____ Supplied text

DetectionScore.pl User Manual
DetectionScore.pl User Manual

The Generic Detection Task Scorer


Usage:

DetectionScore.pl -K key_file <Options> DetectionOutput

The 'DetectionScore.pl' program will score the output generated by an automatic detection system. The program assumes the following about the performed detection task:

Since many detection applications fit these general contraints, this program will score the detection performance for a variety of detection tasks.

The program requires two inputs, a answer key file (via the -K option), and a detection system output file. The answer key file defines the compared objects and whether or not the two objects are presumed equivalent. The system output file records the system's decision and scores for the decisions.

The program computes a variety of performance statistics, and then generates a scoring report and optionally Decision Error Tradeoff (DET) graphs.

Detection Performance Assessment

Detection performance is characterized in terms of the probability of miss and false alarm errors (Pmiss and Pfa). The error probabilities are then combined into a single detection cost Cdet, by assigning costs to miss and false alarm errors:

Cdet = Cmiss * Pmiss * Ptarget + Cfa * Pfa * (1-Ptarget) where
  • Cmiss and Cfa are the cost of a Miss and False Alarm respectively,
  • Pmiss and Pfa are the conditional probabilities of a Miss and False Alarm respectively, and
  • Ptarget are the a priori target probabilities.

________

What to produce
Answer these from the DetectionScore.pl manual:
(a) Which option supplies the answer key file?
(b) What does the system output file record?
(c) Which two error probabilities are combined into the single detection cost Cdet?
The entries that follow have no connection to the manual.

____ Provided information

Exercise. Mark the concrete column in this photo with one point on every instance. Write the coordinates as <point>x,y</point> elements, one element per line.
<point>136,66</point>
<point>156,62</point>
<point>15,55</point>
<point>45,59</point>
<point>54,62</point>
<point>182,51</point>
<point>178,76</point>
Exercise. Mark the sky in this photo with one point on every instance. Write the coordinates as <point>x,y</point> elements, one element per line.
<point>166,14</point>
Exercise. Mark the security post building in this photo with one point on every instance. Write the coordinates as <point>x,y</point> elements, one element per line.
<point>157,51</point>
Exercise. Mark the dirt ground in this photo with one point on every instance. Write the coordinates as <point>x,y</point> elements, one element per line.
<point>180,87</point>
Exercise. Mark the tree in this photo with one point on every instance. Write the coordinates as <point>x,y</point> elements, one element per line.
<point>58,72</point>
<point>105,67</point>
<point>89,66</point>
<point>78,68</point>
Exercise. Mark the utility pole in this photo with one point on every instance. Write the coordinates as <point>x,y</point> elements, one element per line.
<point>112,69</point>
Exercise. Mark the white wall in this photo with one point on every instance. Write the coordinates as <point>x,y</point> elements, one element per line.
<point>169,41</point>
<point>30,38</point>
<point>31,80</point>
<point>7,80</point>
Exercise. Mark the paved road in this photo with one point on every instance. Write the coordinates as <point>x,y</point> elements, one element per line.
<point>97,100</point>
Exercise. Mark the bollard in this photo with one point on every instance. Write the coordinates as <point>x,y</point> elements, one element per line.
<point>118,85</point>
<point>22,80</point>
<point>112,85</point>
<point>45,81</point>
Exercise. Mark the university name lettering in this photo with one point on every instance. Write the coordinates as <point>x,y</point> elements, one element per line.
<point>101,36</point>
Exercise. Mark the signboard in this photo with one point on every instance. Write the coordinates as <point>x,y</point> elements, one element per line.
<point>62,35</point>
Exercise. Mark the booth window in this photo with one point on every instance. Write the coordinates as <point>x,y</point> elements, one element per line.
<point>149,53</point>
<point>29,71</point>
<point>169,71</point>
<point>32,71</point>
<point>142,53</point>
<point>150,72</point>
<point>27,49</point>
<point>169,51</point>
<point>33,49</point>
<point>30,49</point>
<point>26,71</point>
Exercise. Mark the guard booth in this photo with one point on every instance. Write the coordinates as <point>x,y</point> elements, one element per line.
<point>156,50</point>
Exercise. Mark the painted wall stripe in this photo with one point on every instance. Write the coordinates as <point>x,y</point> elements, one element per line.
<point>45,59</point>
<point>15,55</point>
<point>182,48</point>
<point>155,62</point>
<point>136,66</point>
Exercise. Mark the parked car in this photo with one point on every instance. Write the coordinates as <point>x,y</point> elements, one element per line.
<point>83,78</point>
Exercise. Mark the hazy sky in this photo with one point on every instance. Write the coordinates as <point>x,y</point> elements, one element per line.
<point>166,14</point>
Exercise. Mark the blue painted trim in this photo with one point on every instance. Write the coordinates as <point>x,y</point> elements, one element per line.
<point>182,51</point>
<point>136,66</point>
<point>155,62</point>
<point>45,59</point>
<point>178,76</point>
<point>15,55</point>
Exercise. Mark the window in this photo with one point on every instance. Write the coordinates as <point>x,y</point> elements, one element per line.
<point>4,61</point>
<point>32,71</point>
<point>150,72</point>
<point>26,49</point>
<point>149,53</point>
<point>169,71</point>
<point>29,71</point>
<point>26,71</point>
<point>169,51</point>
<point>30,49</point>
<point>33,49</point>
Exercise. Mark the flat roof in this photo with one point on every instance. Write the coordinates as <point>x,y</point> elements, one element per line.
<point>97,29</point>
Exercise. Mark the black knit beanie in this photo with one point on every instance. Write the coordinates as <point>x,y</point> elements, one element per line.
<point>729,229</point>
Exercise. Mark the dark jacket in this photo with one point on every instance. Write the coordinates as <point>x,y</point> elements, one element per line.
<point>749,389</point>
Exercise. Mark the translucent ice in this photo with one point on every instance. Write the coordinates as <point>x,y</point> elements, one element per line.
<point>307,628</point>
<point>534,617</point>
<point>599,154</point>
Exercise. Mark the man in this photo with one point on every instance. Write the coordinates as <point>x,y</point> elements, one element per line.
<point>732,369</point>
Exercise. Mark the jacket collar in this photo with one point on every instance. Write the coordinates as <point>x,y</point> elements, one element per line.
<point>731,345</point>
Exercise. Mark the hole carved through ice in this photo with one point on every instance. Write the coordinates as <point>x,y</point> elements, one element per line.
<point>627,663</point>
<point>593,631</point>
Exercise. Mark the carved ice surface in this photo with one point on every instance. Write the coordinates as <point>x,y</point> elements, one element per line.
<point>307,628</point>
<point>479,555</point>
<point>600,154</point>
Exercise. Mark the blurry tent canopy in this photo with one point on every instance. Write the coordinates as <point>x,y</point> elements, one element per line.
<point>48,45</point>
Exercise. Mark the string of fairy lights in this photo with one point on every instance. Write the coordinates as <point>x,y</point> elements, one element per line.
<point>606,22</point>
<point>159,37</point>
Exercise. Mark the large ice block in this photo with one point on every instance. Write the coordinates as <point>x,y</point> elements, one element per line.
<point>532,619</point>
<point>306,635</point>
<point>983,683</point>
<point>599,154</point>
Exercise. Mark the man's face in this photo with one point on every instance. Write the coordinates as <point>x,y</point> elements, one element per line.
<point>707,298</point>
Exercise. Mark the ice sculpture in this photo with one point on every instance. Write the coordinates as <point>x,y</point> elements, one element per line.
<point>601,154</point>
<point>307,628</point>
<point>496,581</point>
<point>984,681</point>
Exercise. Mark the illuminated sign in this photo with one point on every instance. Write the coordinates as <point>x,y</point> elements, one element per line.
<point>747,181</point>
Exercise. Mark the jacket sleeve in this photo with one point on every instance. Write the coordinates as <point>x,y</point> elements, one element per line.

________

The result
(a) The -K option.
(b) The system's decision and scores for the decisions.
(c) The probability of miss (Pmiss) and the probability of false alarm (Pfa).